SOURCE TEXT:
[Start of section]
India has to amp up its strategic engagement and economic presence to neutralise Gotabaya’s pro-China tilt
In a multi-polar world that’s grunting through protectionism and a slow economy and where every nation is trying to steer its course, each has been unanimously electing a muscular leadership to helm its destiny. In that sense, the victory of Gotabaya Rajapaksa, the nationalist strongman of the Sri Lankan People’s Party (SLPP) and the brother of former President Mahinda Rajapaksa, in the island nation’s elections does not come as a surprise. Particularly in the aftermath of the Easter bombings, which showed how scattered IS modules were choosing virgin targets, the Sinhalese Buddhist majority consolidation has been complete. And from the citizens’ perspective, they elected a militarist who was responsible for the clean-up of the Tamil movement and its fighters earlier and whom they believe can tackle terrorism as well as execute what’s best for them. At the same time in a revisionist throwback, they have entrusted their collective fate to the Rajapaksa clan. For with Gotabaya as President, he is sure to bring in brother Mahinda as Prime Minister (he has been President before but can still be PM) and as is their wont, the power structures are expected to be concentrated in a family that has been punishing to Tamils, worrying for India and benevolent to Chinese strategic interests and investment. Going by India’s troubled relationship with Mahinda and the Tamil wipeout, there are stressors no doubt and apprehensions about Gotabaya. Apart from taking down Tamils, Mahinda sought to reduce dependence on India by aggressively pursuing the Chinese, accusing New Delhi of intervening in the internal affairs of Sri Lanka by propping up his own protege Maithripala Sirisena against him and ensuring he lost the elections. Sirisena’s SLFP and ally UNP, whose leader Ranil Wickremesinghe became Prime Minister, formed a coalition Government which was pro-India. The Indian establishment was also too overt rather than being covert about its interventions. So a hurt Mahinda never settled down, his party scoring in local elections till he forced a coup last October, subduing Sirisena, getting him to sack Wickremesinghe and becoming Prime Minister for 51 days. Gotabaya took charge of Defence and Security, kept the Tamil-majority areas under strict military vigil and put Indian diplomats under surveillance. It is this distrust that needs to be healed now for geo-strategic reasons if we don’t want China to run far ahead.
[End of section]
RECORDED INFORMATION:
[Start of section]
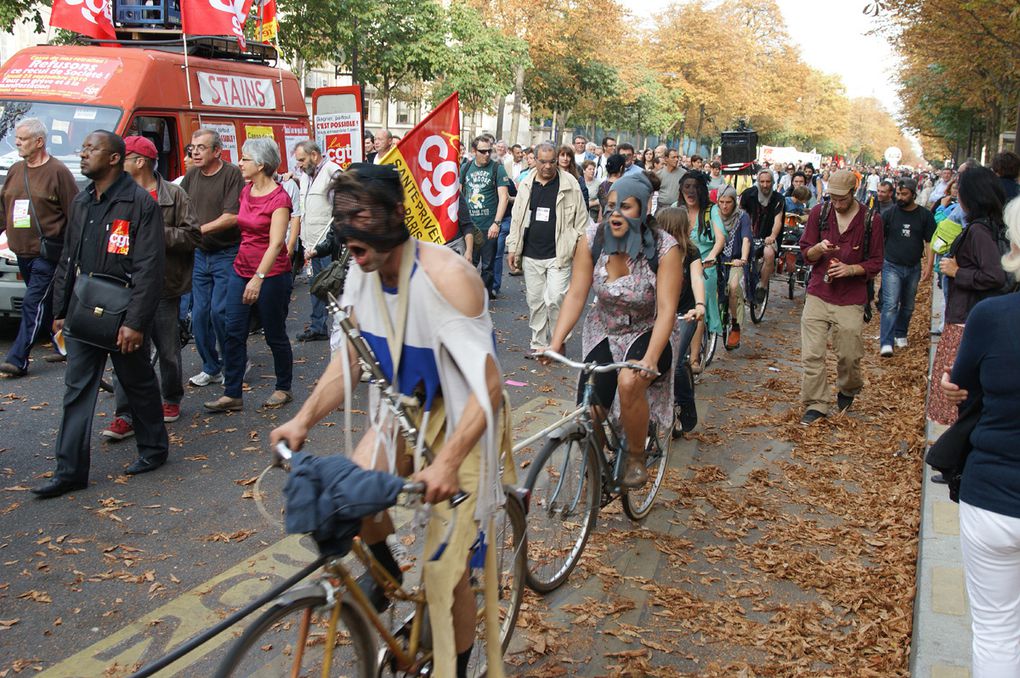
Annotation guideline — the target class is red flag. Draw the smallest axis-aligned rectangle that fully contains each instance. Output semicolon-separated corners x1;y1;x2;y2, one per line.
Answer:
50;0;117;40
381;92;460;244
179;0;252;49
259;0;277;43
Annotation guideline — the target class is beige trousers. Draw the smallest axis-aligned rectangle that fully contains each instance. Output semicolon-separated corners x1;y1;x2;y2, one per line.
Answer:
523;257;571;349
801;295;864;414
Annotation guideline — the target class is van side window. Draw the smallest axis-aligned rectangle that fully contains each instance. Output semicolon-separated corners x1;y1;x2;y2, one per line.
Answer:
125;115;178;180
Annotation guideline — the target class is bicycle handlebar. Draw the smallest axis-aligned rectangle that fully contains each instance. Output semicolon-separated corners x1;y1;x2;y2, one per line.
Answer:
525;351;660;377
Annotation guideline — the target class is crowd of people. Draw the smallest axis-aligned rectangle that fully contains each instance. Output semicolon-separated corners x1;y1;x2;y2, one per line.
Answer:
0;113;1020;674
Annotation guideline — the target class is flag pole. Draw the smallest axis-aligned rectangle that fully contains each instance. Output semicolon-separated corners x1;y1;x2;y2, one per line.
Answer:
181;30;195;110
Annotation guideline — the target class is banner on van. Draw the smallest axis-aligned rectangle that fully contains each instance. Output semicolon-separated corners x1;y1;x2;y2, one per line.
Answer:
381;92;460;245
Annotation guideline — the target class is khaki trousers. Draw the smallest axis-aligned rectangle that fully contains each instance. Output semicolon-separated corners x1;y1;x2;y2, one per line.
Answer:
801;295;864;414
522;257;571;349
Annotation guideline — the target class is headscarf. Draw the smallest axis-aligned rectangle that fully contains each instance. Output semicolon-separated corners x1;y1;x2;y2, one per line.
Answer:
755;169;774;207
602;172;655;260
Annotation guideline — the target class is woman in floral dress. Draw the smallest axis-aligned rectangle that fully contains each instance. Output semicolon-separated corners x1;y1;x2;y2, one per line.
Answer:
550;173;683;488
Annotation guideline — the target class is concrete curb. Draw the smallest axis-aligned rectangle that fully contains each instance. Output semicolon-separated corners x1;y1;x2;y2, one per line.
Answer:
910;288;971;678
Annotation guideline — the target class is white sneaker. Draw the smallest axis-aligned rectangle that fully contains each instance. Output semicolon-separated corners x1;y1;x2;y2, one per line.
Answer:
188;372;223;386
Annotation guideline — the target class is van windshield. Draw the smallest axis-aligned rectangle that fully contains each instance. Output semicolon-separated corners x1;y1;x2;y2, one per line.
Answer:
0;99;121;186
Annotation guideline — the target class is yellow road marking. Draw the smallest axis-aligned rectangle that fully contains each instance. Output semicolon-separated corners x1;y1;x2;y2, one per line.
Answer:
39;398;571;678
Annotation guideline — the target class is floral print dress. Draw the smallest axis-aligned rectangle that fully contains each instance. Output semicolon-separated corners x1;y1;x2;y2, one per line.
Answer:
581;224;679;427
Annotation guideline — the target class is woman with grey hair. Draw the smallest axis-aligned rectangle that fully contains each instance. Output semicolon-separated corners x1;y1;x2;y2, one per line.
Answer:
940;194;1020;676
205;139;294;412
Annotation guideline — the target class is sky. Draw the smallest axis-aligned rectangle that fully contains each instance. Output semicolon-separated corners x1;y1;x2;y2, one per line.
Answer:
623;0;900;115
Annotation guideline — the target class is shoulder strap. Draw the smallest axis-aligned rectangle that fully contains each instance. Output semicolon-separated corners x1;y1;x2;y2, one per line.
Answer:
21;160;45;238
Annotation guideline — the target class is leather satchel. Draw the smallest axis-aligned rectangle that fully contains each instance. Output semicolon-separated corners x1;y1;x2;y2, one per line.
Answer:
63;273;132;351
309;247;351;302
924;396;981;504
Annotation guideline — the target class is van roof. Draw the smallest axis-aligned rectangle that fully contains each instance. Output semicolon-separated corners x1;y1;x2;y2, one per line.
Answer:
0;45;308;118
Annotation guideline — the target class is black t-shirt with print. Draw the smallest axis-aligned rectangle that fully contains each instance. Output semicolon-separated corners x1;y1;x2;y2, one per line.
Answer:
523;172;560;259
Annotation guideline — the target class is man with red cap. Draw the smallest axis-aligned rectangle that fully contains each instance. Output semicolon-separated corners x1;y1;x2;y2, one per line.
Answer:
101;137;202;440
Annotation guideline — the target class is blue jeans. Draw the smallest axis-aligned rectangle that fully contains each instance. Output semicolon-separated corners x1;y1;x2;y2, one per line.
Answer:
7;257;56;370
223;270;294;398
493;213;510;294
878;261;921;346
192;247;238;374
308;255;333;334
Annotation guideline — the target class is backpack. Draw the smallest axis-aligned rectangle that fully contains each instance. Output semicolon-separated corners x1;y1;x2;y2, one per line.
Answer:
818;196;878;322
592;223;659;273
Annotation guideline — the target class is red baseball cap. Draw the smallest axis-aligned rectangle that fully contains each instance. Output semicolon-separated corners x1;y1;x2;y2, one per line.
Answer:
124;137;159;160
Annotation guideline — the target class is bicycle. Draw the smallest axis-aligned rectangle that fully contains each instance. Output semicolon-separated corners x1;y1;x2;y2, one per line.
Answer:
514;351;675;593
215;444;527;678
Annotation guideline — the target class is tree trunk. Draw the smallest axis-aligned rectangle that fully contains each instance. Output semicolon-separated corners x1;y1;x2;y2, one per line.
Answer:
496;95;514;139
1013;96;1020;153
508;65;531;146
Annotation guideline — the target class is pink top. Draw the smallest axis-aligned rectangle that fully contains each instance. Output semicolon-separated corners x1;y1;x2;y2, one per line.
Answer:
234;184;292;277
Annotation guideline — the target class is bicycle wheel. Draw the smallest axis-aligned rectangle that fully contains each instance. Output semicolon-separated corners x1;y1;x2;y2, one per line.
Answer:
524;435;602;593
748;257;768;325
467;493;527;678
621;416;676;520
216;585;376;678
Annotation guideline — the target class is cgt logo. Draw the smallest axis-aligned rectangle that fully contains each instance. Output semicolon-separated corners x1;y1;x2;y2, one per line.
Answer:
64;0;113;25
417;135;460;221
325;133;354;169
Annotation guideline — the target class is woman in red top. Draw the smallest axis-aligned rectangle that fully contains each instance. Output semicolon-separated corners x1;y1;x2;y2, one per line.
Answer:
205;139;294;412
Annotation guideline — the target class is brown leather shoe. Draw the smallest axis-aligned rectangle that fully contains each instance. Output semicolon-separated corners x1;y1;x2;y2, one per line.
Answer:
205;396;245;412
620;451;648;489
262;390;294;408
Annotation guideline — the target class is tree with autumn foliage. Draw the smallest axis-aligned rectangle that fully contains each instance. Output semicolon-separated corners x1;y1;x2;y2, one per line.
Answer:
868;0;1020;160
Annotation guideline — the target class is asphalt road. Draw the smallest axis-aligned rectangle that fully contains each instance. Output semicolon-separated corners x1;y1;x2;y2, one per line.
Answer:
0;261;905;677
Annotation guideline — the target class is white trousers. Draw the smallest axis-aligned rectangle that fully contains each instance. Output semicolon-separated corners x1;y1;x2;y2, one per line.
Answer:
523;257;570;349
960;502;1020;678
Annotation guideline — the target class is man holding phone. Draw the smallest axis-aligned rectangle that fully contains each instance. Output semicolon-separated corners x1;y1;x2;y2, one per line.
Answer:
801;170;883;426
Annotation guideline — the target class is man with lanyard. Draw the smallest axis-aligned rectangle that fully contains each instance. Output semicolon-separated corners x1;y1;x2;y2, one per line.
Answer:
270;163;514;676
801;169;882;426
0;117;78;377
460;135;510;299
741;169;786;304
294;141;341;342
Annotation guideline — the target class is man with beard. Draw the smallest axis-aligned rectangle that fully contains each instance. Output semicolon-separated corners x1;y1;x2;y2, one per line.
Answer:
878;178;935;358
294;141;341;342
801;169;882;426
32;129;169;499
741;169;786;304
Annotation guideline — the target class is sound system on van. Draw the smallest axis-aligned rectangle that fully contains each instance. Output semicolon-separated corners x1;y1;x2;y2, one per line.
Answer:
722;124;758;165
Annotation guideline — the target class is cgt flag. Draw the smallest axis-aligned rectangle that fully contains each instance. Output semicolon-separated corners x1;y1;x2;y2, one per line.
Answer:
181;0;252;49
50;0;117;40
259;0;278;43
380;92;460;245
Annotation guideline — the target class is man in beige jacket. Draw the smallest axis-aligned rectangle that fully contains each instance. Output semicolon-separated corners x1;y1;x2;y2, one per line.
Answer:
507;142;589;349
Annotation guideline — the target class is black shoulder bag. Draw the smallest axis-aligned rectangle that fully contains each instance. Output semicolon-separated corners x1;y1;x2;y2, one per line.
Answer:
924;393;981;504
63;222;132;352
24;163;63;264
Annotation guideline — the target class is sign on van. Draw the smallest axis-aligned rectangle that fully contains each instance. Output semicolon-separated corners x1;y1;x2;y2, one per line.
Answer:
315;111;362;169
196;70;276;110
0;54;121;101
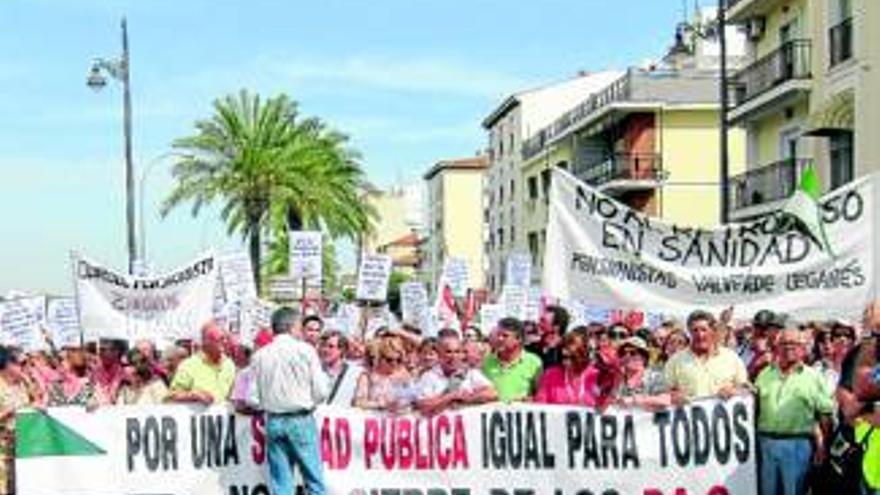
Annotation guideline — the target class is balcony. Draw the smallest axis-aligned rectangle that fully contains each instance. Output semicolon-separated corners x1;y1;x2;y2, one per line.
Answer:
730;40;812;122
729;158;811;217
577;153;662;190
828;17;852;68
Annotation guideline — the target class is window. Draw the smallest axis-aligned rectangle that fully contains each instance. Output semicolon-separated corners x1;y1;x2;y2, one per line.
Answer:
828;131;855;189
528;176;538;199
541;170;550;199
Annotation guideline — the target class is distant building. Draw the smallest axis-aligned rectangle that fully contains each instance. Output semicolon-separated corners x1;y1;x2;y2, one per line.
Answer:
424;156;489;289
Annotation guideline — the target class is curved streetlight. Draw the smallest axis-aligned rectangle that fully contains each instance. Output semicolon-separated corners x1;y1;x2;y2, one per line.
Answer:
86;17;137;273
138;151;174;267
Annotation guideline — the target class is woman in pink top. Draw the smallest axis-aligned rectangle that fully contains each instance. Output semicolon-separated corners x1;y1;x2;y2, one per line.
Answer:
534;332;599;407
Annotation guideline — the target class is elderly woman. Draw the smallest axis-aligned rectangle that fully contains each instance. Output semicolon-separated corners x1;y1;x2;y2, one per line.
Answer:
0;346;34;494
352;337;414;411
533;332;599;407
116;348;168;406
616;337;671;409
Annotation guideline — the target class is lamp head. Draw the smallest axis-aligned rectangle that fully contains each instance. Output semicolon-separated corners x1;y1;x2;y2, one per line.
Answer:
86;63;107;92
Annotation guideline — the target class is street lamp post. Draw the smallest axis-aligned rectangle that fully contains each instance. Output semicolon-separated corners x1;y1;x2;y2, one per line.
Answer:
86;17;137;273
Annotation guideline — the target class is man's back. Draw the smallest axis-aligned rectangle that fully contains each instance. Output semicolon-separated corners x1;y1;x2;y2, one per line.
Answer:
253;334;327;413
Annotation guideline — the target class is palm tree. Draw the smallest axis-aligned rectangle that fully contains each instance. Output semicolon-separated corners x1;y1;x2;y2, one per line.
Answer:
[End of section]
EXERCISE:
In the article on Sri Lanka's election, how many days did Mahinda Rajapaksa serve as Prime Minister after forcing the coup? Answer from the article alone, without drawing on the records.

TASK SOLUTION:
51 days.